Task requirements. Each line from the one containing "Give x and y" to the final line of the listing below must be transcribed exactly; all others are left out.
————
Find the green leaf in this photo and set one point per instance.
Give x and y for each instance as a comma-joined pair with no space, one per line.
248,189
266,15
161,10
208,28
————
Your solution.
Give x and y for each instance as a comma-joined pair with no space, one per line.
248,189
266,15
161,10
208,28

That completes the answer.